[Text excerpt]
****************************************
Adoption

Adoption Story was featured in the Chicago Tribune

I was adopted, and I’m going to tell you my story. Just like all stories, the details are altered by the storyteller. I realize I’m wrong on some facts, but this is my version …  I can’t figure out why people don’t realize that when reading the bible.

For the sake of the story, My birth mom is Maria. My parents are Pieter and Susan Witteveen. I have a brother and sister named Jon and Kelly. And I have a brother by birth named Mark.

Back in 1974, Pieter and Susan already had two children, Jon and Kelly, before I came along, and due to health complications, the doctor advised that Susan not have more children. Susan was torn; she wanted more kids.

My parents were (are) very religious and they were active in the community and church. They fostered a little boy before they met me, and they prayed for the chance to possibly adopt a child in the future.
****************************************
[Objective A] Change the records starting at the line that contains "the dark navy" and ending at the end of the records by replacing "innermost" with "central" and leaving everything else as it is. Give back only those lines.

[Input material]
****************************************
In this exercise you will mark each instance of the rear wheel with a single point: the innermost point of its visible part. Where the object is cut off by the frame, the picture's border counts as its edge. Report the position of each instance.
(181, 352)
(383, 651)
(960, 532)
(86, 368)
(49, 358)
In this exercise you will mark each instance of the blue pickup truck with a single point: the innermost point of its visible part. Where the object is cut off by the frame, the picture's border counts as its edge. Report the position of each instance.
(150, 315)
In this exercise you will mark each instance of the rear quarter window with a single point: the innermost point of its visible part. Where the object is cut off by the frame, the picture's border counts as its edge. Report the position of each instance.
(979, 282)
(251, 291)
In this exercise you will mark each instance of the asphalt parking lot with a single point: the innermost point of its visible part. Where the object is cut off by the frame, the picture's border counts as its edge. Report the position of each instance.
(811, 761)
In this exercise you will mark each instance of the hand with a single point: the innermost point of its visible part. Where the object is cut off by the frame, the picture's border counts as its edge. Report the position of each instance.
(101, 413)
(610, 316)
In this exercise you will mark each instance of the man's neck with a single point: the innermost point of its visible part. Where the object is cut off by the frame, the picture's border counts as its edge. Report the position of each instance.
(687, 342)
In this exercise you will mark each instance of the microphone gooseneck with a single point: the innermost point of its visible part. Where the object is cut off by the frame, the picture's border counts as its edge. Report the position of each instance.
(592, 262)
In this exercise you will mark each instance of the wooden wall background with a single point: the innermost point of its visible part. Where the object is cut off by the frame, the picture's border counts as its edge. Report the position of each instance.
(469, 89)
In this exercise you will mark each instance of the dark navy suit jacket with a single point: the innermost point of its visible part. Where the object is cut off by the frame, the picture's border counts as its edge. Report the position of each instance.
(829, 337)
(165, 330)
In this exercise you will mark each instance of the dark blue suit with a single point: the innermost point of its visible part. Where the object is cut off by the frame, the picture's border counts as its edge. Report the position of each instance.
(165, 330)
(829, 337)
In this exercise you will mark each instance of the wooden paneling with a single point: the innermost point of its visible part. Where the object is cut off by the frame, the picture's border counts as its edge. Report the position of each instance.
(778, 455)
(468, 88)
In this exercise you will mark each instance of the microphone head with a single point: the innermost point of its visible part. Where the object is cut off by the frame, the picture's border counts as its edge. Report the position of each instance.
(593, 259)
****************************************
[Objective B]
Answer these questions using the adoption story:
(i) Which newspaper featured the story?
(ii) What are the names of the narrator's parents?
(iii) Because of health complications, what did the doctor advise Susan?

[Final result A]
In this exercise you will mark each instance of the dark navy suit jacket with a single point: the central point of its visible part. Where the object is cut off by the frame, the picture's border counts as its edge. Report the position of each instance.
(829, 337)
(165, 330)
In this exercise you will mark each instance of the dark blue suit with a single point: the central point of its visible part. Where the object is cut off by the frame, the picture's border counts as its edge. Report the position of each instance.
(165, 330)
(829, 337)
In this exercise you will mark each instance of the wooden paneling with a single point: the central point of its visible part. Where the object is cut off by the frame, the picture's border counts as its edge. Report the position of each instance.
(778, 455)
(468, 88)
In this exercise you will mark each instance of the microphone head with a single point: the central point of its visible part. Where the object is cut off by the frame, the picture's border counts as its edge. Report the position of each instance.
(593, 259)

[Final result B]
(i) The Chicago Tribune
(ii) Pieter and Susan Witteveen
(iii) Not to have more children